**What you are asked to do**
Pick out all lines of the entries that include the word "grass" and copy them.

**Data for analysis**
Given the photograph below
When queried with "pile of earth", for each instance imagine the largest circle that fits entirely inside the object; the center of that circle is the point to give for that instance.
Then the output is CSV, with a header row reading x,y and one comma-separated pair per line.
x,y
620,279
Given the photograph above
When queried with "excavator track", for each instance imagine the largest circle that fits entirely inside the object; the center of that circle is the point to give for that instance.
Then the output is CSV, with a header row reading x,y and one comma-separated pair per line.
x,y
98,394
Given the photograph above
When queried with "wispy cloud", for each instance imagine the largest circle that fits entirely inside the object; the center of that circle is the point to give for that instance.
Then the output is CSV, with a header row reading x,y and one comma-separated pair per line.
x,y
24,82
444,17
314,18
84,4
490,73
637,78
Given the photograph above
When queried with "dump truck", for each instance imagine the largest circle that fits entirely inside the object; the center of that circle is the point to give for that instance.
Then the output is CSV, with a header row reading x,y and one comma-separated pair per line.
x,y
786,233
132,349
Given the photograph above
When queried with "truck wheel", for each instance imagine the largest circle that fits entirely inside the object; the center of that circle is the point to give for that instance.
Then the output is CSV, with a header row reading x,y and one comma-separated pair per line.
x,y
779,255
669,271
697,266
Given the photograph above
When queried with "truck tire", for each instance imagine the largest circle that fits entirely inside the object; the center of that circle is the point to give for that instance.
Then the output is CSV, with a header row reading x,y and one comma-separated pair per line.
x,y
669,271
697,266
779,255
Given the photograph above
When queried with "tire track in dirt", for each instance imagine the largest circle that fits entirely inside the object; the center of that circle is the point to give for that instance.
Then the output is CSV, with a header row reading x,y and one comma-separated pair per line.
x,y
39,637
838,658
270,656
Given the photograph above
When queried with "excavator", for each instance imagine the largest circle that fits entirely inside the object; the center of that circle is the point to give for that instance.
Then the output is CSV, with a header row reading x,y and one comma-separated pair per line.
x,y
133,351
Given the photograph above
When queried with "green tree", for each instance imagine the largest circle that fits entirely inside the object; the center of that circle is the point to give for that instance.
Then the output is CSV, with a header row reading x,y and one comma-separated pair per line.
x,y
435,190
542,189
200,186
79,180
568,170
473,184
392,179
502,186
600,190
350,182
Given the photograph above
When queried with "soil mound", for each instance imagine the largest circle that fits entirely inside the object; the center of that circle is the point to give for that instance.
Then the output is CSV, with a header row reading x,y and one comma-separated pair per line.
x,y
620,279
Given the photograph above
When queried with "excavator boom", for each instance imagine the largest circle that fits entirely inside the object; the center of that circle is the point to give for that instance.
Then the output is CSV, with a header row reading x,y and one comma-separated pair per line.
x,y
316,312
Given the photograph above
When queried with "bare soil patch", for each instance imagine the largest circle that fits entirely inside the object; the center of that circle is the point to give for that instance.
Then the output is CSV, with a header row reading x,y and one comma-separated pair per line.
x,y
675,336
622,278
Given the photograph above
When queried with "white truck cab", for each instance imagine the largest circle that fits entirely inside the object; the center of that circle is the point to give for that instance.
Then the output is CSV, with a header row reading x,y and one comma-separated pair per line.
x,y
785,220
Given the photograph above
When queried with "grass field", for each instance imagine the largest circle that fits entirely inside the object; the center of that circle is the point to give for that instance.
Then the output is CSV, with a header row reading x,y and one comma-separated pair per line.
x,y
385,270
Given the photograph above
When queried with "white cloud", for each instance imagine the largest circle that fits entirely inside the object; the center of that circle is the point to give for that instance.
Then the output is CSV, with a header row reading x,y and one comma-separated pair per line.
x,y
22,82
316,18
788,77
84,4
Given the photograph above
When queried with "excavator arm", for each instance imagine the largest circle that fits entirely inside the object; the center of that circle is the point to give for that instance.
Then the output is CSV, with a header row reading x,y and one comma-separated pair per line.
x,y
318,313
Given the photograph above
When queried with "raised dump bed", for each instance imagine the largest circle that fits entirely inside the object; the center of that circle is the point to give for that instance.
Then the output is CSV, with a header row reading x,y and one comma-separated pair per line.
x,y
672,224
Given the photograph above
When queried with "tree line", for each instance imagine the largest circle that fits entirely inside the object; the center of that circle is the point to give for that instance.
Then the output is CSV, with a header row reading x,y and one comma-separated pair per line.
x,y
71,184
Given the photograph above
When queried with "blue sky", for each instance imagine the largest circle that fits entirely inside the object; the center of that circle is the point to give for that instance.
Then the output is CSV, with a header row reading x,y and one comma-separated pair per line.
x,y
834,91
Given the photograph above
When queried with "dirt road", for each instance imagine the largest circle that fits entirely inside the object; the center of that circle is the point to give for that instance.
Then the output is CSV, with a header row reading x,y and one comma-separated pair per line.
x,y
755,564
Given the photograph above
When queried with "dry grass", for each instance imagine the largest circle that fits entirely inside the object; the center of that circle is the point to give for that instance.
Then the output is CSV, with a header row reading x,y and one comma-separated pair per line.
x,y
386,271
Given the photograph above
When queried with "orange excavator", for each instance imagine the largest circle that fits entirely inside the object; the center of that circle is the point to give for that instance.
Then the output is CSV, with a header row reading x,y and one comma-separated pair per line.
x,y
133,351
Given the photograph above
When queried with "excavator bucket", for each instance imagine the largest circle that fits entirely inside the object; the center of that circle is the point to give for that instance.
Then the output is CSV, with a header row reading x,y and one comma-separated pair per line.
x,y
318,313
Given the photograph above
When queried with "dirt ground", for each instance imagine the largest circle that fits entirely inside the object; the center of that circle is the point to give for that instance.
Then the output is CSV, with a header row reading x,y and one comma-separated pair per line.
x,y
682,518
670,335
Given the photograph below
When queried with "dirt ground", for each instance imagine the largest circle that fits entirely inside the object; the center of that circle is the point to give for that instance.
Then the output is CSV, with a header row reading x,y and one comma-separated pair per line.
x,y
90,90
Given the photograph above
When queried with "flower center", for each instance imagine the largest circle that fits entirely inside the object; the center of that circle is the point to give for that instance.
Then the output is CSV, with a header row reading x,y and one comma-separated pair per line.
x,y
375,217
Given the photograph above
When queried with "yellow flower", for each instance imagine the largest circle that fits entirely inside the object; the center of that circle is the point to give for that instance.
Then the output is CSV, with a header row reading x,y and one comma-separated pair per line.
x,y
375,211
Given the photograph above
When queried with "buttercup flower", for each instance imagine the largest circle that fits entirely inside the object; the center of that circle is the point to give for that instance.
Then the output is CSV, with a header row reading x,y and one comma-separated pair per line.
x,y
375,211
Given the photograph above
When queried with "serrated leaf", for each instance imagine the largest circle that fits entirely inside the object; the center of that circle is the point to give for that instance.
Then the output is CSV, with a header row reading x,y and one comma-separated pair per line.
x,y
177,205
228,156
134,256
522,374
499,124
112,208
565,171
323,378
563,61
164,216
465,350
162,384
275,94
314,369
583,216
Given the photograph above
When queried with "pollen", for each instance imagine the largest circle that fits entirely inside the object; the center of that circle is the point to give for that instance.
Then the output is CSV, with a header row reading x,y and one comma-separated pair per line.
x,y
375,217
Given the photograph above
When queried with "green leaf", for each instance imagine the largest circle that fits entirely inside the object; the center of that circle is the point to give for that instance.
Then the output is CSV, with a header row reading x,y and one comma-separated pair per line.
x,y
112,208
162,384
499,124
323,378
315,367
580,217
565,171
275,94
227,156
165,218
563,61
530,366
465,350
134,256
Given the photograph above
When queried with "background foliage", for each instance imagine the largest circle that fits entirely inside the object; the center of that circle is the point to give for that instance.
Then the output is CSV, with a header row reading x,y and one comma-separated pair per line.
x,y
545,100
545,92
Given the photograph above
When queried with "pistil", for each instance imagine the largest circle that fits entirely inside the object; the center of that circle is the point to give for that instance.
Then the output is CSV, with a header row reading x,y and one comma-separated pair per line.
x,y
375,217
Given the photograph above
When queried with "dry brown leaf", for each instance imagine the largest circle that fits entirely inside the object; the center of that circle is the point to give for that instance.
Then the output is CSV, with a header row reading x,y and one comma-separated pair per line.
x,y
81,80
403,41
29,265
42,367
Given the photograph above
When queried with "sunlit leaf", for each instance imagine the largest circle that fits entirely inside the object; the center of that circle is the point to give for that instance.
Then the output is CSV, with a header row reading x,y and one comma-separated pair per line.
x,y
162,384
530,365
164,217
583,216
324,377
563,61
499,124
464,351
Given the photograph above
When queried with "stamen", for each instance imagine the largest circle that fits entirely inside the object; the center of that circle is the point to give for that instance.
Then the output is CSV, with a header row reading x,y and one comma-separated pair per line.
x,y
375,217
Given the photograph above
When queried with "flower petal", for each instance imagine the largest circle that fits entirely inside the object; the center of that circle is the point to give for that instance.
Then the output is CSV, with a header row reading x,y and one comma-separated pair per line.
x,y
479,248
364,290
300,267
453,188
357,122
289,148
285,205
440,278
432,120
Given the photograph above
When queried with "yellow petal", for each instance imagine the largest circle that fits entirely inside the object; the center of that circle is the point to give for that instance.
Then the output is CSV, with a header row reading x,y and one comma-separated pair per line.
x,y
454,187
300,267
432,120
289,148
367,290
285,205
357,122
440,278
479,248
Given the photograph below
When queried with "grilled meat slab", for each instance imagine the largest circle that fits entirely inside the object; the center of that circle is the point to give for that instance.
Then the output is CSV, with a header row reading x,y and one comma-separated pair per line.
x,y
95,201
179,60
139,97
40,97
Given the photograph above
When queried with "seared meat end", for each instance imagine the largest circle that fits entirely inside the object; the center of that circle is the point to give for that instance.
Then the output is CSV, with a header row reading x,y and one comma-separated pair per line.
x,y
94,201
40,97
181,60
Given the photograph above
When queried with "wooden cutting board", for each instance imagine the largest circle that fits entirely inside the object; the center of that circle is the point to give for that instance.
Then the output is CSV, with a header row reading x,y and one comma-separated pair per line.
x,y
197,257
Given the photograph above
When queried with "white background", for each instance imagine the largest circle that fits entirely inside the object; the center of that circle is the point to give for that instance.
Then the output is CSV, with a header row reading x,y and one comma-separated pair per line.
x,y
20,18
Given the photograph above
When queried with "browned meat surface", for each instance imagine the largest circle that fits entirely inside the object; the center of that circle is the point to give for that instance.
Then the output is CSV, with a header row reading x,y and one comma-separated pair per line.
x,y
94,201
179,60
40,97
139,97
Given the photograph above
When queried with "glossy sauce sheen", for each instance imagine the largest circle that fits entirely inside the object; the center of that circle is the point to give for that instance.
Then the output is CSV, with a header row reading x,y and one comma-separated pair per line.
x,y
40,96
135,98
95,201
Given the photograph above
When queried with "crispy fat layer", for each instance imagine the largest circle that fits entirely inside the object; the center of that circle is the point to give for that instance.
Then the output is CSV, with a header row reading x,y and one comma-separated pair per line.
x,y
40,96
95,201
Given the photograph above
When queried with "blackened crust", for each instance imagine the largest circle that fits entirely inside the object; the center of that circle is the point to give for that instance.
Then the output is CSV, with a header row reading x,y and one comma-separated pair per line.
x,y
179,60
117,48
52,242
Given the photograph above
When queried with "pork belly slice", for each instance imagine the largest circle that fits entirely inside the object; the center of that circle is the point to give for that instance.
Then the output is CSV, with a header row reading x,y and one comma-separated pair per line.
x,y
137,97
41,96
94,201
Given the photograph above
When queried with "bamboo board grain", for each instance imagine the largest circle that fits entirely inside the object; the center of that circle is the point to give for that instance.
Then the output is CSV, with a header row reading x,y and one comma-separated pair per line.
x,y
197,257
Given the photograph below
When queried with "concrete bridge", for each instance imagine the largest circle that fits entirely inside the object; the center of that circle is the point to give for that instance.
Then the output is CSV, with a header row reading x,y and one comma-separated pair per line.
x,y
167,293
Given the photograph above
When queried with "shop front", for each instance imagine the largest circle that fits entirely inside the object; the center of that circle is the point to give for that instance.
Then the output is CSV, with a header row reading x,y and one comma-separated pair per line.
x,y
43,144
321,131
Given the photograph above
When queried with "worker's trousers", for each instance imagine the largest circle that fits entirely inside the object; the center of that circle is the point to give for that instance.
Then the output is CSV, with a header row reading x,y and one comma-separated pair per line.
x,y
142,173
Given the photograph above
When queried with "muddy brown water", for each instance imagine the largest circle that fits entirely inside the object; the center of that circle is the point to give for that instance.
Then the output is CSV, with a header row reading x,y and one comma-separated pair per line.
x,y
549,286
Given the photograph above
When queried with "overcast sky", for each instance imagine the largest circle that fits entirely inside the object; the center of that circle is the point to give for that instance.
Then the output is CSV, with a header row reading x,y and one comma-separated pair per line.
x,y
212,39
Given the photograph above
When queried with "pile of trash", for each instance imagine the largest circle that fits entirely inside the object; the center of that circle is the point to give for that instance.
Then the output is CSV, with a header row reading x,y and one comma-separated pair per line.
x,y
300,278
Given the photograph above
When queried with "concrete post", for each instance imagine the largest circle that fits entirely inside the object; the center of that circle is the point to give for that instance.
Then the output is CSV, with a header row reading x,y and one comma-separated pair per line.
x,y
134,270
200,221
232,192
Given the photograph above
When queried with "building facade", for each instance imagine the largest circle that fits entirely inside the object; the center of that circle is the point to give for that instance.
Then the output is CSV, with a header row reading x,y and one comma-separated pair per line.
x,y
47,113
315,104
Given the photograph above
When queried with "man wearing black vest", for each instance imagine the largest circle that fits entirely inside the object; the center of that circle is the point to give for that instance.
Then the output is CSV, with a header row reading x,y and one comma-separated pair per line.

**Solution**
When queried with "grass field", for each instance imagine the largest circle that fits entirely inside the object; the center of that circle is the point to give for that instance.
When queried with "dry grass", for each instance imagine the largest circle that fits entirely inside the object; the center of that circle is the point to give for that instance.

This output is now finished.